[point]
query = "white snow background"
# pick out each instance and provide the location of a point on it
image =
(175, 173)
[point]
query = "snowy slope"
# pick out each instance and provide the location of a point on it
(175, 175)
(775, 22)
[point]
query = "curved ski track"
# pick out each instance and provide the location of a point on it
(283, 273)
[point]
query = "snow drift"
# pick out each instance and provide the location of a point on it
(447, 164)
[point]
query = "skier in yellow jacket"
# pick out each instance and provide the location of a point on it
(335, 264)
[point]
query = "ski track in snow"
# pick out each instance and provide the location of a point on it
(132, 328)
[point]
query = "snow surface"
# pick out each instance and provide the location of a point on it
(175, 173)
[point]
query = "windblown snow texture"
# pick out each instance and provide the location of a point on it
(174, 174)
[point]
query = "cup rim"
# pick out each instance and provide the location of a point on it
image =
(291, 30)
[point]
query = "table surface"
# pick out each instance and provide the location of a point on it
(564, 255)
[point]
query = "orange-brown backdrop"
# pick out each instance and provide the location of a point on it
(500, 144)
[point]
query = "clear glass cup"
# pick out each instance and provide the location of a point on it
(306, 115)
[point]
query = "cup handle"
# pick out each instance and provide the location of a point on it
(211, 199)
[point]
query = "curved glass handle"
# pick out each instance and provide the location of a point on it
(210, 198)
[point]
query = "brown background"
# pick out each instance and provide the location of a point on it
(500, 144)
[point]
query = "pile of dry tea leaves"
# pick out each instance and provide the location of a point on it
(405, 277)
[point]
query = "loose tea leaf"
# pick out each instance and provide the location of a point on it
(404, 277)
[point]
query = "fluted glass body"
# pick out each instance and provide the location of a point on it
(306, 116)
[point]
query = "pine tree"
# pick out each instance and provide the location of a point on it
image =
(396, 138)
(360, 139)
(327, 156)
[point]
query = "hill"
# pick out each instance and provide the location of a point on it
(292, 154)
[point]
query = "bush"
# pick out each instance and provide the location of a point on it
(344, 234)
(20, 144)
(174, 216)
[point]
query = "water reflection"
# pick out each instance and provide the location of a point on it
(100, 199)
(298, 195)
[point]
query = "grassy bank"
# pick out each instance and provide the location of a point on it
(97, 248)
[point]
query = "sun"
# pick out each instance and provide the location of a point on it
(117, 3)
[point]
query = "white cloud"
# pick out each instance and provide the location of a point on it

__________

Extract the listing in its entirety, matching it exactly.

REPLY
[point]
query = "white snow background"
# pick out each instance and provide the location of a point on it
image =
(175, 173)
[point]
query = "snowy slope"
# pick out each instance and provide the location of a point on it
(175, 175)
(775, 22)
[point]
query = "curved ski track"
# pick out each instance and provide the location of a point on it
(283, 273)
[point]
query = "snow drift"
# pick out each instance and provide the location of a point on it
(447, 164)
[point]
query = "skier in yellow jacket"
# pick out each instance and provide the location of a point on it
(335, 264)
[point]
query = "ski track in snow"
# pick out each instance and provide the location of a point on it
(132, 328)
[point]
query = "snow surface"
# pick out each instance and provide the location of a point on it
(175, 173)
[point]
query = "windblown snow texture"
# pick out each instance and provide the location of a point on it
(174, 174)
[point]
query = "cup rim"
# pick out each instance and provide the location of a point on it
image =
(291, 30)
[point]
query = "table surface"
# pick out each instance and provide the location of a point on it
(564, 255)
[point]
query = "orange-brown backdrop"
# pick out each instance and provide the location of a point on it
(500, 144)
[point]
query = "clear glass cup"
# pick out each instance and provide the location of a point on it
(306, 115)
[point]
query = "cup handle"
# pick out each instance and provide the location of a point on it
(211, 199)
[point]
query = "curved glass handle"
# pick out each instance and provide the location of a point on it
(210, 198)
[point]
query = "brown background"
# pick out each instance and provide the location of a point on it
(500, 144)
[point]
query = "pile of dry tea leaves"
# pick out each instance and provide the location of a point on it
(405, 277)
[point]
query = "loose tea leaf"
# pick out each instance and provide the location of a point on it
(404, 277)
[point]
query = "fluted glass body"
# pick out each instance and provide the location of a point on it
(306, 116)
[point]
query = "pine tree"
# pick out each instance and provide the location of a point on it
image =
(396, 138)
(360, 139)
(327, 156)
[point]
query = "hill"
# pick out each instance and provide the location of a point on it
(292, 154)
[point]
query = "bush"
# pick out each instance and provide the location of a point on it
(344, 234)
(20, 144)
(174, 216)
[point]
query = "water reflection"
# pick out each instance and provide the location of a point on it
(100, 199)
(298, 195)
[point]
query = "grassy bank"
# pick out each instance and provide the location of a point on it
(97, 248)
[point]
query = "sun"
# pick out each instance and provide the location of a point on it
(117, 3)
[point]
query = "white cloud"
# pick out each instance and provide the location of a point on it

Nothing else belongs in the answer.